* _Activity_
Please rename "rough mask" to "coarse mask" in the entries below, starting with the first line and going through the line with "positive clicks: (203, 234)". Reproduce only those lines, with everything else unchanged.

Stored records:
*** Begin section ***

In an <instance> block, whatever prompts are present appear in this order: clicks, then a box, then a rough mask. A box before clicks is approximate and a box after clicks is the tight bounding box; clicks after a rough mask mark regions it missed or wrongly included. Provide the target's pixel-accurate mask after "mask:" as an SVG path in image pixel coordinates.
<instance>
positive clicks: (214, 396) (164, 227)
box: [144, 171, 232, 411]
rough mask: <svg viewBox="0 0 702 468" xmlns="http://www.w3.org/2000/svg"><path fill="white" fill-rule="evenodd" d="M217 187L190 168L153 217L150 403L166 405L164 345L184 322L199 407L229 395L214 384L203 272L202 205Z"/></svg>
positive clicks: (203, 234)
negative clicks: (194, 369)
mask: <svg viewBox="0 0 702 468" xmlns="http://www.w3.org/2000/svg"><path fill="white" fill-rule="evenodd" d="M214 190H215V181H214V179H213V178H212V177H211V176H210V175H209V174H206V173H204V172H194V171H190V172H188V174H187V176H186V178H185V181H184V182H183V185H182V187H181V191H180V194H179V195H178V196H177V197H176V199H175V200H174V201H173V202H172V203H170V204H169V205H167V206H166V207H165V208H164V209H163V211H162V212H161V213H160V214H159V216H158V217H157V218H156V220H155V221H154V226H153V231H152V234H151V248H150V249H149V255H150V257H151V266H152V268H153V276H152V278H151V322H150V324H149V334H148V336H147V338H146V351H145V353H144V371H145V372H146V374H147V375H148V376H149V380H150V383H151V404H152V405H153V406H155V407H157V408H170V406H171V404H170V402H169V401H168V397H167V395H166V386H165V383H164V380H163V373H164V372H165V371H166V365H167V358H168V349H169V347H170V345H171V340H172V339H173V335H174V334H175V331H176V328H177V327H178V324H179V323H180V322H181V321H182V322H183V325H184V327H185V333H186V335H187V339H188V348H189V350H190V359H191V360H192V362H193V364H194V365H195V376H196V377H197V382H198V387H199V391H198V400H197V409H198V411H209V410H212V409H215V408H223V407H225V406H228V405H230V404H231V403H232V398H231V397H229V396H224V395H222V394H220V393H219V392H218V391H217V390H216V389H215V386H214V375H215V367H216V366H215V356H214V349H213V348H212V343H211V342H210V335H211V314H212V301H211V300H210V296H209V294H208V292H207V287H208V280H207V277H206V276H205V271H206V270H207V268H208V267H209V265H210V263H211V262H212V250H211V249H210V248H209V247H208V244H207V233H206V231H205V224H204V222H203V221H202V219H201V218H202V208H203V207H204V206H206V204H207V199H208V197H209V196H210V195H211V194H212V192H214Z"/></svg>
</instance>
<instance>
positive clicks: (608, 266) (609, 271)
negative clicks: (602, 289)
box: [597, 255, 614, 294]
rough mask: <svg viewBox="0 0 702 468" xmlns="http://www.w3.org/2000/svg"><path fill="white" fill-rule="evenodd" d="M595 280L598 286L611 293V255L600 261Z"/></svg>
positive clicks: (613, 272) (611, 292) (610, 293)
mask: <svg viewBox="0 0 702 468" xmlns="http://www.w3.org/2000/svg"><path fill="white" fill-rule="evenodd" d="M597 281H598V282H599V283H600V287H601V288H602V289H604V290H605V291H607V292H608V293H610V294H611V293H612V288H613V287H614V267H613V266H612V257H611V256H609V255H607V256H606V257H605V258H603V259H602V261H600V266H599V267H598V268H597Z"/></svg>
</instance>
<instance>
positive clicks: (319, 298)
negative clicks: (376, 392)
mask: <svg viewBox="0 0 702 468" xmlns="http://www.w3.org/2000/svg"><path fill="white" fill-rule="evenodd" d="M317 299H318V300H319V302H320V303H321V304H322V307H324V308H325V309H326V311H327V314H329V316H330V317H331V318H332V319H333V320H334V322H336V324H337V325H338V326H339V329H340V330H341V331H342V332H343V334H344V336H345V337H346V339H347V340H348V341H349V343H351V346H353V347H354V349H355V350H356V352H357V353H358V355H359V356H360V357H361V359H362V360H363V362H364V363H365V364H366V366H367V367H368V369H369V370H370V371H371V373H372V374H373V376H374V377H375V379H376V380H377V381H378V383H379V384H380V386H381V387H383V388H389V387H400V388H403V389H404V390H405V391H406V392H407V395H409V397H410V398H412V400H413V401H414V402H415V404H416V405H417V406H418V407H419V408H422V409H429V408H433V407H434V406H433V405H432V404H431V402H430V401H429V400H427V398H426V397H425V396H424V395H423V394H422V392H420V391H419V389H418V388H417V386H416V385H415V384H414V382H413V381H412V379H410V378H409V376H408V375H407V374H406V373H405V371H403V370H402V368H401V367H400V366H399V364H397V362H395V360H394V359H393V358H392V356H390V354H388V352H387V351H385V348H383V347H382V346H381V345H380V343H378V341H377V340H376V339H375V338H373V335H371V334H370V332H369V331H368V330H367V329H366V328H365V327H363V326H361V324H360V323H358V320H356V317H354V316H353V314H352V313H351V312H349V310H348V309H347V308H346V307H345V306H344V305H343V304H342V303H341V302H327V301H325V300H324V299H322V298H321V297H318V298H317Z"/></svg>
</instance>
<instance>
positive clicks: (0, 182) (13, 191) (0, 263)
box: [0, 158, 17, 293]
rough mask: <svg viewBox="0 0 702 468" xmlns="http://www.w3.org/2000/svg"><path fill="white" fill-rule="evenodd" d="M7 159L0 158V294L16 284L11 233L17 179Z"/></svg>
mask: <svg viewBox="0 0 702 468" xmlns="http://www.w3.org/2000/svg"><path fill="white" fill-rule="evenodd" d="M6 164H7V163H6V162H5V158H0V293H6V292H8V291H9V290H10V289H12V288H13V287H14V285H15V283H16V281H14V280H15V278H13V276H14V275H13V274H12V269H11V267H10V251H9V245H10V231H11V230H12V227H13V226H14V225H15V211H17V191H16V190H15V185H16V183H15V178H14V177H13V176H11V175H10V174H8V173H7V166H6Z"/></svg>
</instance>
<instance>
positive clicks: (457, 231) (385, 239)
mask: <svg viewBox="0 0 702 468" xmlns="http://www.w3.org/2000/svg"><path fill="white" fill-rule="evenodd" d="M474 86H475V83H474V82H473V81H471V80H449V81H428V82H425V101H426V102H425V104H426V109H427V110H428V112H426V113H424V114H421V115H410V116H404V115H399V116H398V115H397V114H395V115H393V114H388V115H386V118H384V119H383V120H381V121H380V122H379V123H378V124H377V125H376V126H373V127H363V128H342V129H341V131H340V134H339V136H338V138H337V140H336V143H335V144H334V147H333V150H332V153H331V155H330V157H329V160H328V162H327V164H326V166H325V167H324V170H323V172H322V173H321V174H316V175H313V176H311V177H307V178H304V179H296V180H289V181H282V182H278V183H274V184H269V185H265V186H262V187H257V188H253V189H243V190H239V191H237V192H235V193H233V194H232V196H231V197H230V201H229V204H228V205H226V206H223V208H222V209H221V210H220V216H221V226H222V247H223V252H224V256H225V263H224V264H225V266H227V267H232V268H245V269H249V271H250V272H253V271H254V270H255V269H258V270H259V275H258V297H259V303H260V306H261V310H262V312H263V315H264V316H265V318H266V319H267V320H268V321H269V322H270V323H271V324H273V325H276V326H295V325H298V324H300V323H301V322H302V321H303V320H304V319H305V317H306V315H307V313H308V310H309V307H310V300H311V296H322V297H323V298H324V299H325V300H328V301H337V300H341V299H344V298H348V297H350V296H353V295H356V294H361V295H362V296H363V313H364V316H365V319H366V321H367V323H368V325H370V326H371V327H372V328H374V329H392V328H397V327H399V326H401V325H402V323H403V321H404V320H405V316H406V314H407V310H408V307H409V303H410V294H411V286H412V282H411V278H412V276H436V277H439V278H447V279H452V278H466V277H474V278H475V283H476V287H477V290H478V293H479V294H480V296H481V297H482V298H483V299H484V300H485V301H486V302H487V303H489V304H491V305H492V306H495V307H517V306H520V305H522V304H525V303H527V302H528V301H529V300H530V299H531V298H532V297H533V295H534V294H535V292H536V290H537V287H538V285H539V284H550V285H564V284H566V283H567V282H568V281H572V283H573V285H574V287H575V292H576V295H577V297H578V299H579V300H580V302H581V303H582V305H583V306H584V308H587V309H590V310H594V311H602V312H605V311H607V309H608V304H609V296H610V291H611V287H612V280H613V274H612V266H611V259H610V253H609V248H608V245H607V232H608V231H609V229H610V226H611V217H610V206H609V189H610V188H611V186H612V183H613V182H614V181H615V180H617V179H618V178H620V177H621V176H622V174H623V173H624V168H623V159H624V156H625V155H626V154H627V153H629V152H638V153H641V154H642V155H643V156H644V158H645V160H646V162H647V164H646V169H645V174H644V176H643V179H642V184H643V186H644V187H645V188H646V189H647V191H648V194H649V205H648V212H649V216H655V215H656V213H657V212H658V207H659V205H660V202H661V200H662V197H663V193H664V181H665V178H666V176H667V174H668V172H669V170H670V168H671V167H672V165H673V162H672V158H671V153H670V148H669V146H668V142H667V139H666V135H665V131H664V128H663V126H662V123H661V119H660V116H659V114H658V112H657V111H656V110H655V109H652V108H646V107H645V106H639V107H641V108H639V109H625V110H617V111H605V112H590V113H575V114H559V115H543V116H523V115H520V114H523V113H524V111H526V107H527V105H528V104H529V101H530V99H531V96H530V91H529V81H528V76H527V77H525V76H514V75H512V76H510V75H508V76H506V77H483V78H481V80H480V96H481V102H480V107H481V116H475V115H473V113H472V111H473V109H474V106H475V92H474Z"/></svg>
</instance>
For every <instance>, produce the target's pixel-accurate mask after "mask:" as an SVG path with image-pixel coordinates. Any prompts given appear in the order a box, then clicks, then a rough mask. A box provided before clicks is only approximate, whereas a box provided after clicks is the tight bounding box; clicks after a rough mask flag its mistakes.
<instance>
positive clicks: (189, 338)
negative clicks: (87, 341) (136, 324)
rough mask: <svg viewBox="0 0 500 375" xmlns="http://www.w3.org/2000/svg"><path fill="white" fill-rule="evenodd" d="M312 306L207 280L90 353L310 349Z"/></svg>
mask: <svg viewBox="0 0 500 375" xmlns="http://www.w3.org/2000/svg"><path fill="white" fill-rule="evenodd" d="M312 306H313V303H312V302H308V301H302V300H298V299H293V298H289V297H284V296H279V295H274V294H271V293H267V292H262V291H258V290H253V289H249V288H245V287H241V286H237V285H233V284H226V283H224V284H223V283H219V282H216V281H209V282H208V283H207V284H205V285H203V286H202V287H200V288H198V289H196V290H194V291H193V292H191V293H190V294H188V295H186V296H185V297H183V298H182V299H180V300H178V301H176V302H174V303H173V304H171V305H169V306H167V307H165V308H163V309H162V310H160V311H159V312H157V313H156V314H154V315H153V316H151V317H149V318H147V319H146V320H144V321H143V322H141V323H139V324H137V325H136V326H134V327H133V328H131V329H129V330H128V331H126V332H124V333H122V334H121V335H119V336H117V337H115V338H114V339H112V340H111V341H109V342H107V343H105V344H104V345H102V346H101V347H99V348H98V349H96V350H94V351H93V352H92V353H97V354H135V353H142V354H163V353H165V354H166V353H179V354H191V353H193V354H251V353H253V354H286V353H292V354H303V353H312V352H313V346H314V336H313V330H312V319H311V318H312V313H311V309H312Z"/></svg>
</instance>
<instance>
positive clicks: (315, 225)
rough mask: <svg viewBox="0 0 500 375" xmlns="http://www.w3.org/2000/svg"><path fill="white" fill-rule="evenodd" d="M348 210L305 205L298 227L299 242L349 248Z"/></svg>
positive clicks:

*** End section ***

* _Answer to the problem_
In an <instance> block, whatever prompts are present appear in this order: clicks, then a box, then a coarse mask. A box before clicks is approximate and a box after clicks is the tight bounding box; clicks after a coarse mask mark regions it missed or wrongly included. Provide the target's pixel-accurate mask after "mask:" as an SVG path in image pixel coordinates.
<instance>
positive clicks: (214, 396) (164, 227)
box: [144, 171, 232, 411]
coarse mask: <svg viewBox="0 0 702 468" xmlns="http://www.w3.org/2000/svg"><path fill="white" fill-rule="evenodd" d="M217 187L190 168L153 217L150 403L166 405L164 345L184 322L199 407L229 395L214 384L203 272L202 205Z"/></svg>
positive clicks: (203, 234)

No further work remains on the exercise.